• [练习说明]
a – 请根据介绍培根三联作的文章回答下列问题:
(i) 培根自认为其绘画生涯始于哪一年?
(ii) 德勒兹在哪本书中拆解了培根的绘画手法?
(iii) 《启发自艾斯奇勒斯<奥瑞斯提亚>之三联作》取材于何种作品?
b – 请接着介绍培根三联作的文章末句往下续写。

• [所给文本]
最具代表的便数弗朗西斯·培根的作品。培根的三联作几乎是世界上最昂贵且最受欢迎的作品之一,其作《弗洛伊德肖像习作三联画》曾于2013年创下1.42亿美元(8.73亿人民币)的成交纪录。另两件成交前三的作品也均为三联作,分别是以8628.1美元(6.02亿人民币)于2008年成交的《三联画》以及近日以8460万美元(5.99亿人民币)成交的《启发自艾斯奇勒斯<奥瑞斯提亚>之三联作》。
弗朗西斯·培根《弗洛伊德肖像习作三联画》,©佳士得
培根自认为其绘画生涯开始于1944年,以《以磔刑图为基础的三幅人物习作》为标志。这组三联作被认为浓缩了纳粹时代的悲剧和暴力,其灵感之一来自于毕加索的《格尔尼卡》,另一灵感来自纳粹的宣传画。培根试图展现人类残忍对待同类的酷刑图。在神话中,欧墨尼得斯的座右铭是犯下罪行之人必得报应,这与当时“二战”战局呼应。艺术评论家认为右联同时概括了受害者的极度痛苦与纳粹演讲家丧心病狂且咄咄逼人之态。
弗朗西斯·培根《以磔刑图为基础的三幅人物习作》,© Estate of Francis Bacon
培根关于磔刑图进行了一系列创作,事实上,磔刑图是耶稣受难主题的世俗化和隐喻化体现。同时,培根还受到尼采的文学创作影响,他的画作中表达了对于隐匿在日常生活下人类生存状况的晦暗。
法国作家、哲学家吉尔·路易·勒内·德勒兹(Gilles Louis Rene Deleuze)认为培根的三联作不是单纯的叙述性关系。在其《弗兰西斯·培根:感觉的逻辑》一书中,他拆解了培根的绘画手法——第一步是形象的孤立,被一个圆形物体、一个几何空间孤立起来;其次是用三联画的“体裁”,将本可连贯的画面切割成三份(或者说三联彼此间本就不是一个整体);再次,随意画出划痕以及涂抹痕迹,破坏了一切形象化的可能。因此,德勒兹认为在培根三联作的单幅关系是一种事实上共存的状态。其精髓在于,一套人物和情境在一件单独的作品中被呈现,既同时保留原有相互间的隔绝,防止观者对其进行叙述性解读,又能生成一种新的时间与空间关系。
然而,在某种程度上这仅代表了德勒兹个人的哲学思辨。培根的三联画无疑潜藏着一定的叙述性与关联性。就如近日拍出的《启发自艾斯奇勒斯<奥瑞斯提亚>之三联作》,取材于艾斯奇勒斯最著名的悲剧三部曲《奥瑞斯提亚》,讲述了冤冤相报的血亲复仇的故事。

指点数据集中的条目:
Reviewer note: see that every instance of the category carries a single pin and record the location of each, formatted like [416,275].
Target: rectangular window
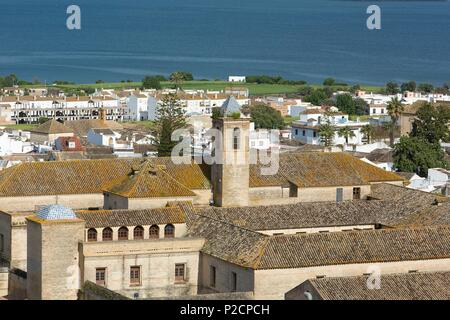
[212,276]
[356,193]
[180,270]
[100,276]
[339,195]
[234,281]
[135,275]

• [参考答案]
a –
(i) 1944年。
(ii) 《弗兰西斯·培根:感觉的逻辑》。
(iii) 艾斯奇勒斯最著名的悲剧三部曲《奥瑞斯提亚》。

b –
对于这种既能单一呈现,又能相依而叙的多联作品,更能激发起观者的思考思辨。同时它又兼具多功能性,既可以是一件大型作品,也不妨碍它拆为多件单幅作品展出。如此算来,不失为一件“高性价比”的收藏。
艺术生涯高峰的标志
对于一个艺术家而言,创作多联油画往往具有挑战自我的意义,且大多诞生于艺术家创作成熟期。此时的艺术家对中小尺幅的画作已拿捏的得心应手,对个人创作充满信心,并对大尺幅画作充满了征服欲望与激情。在此背景下创作的作品往往凝聚了艺术家毕生的创作精华,象征着艺术家创作的成就高峰。
就如《自然颂》的诞生,标志着朱德群80年代的艺术成就,除了印证艺术家驾驭庞大空间的能力,亦宣示其横跨欧、亚博物馆展览不断之时代到来。随着《自然颂》的成功,朱德群迎来了个人创作生涯的巅峰——自1985年开始创作了之后惊艳画坛的雪景系列;2003年又接受上海大剧院的委托,创作长730公分、高430公分的巨型壁画《复兴的气韵》。朱德群的《自然颂》与《复兴的气韵》分别代表了艺术家私人及公共典藏之最大尺幅作品,共证其长达三十年的艺术盛景。
朱德群《自然颂》,©苏富比
《05-IV-71 #200(宇宙)》(双联作)对于金焕基而言也有着非同凡响的意义。该作不仅是金焕基唯一的双联作,也是其尺幅最大的作品。该作创作于1971年,正处于艺术家最后的创作巅峰期,以单一颜色形成丰富多变的层次,钴蓝色圆点则是这一时期标志性的经典元素。此画的构图充分展示了金焕基精湛的技巧和能力,控制颜料的浓度,以塑造蒙眬的效果,营造无垠空间和深度,浩瀚而壮阔。这幅双联作见证了艺术家在精神及技术层面均已达致成熟。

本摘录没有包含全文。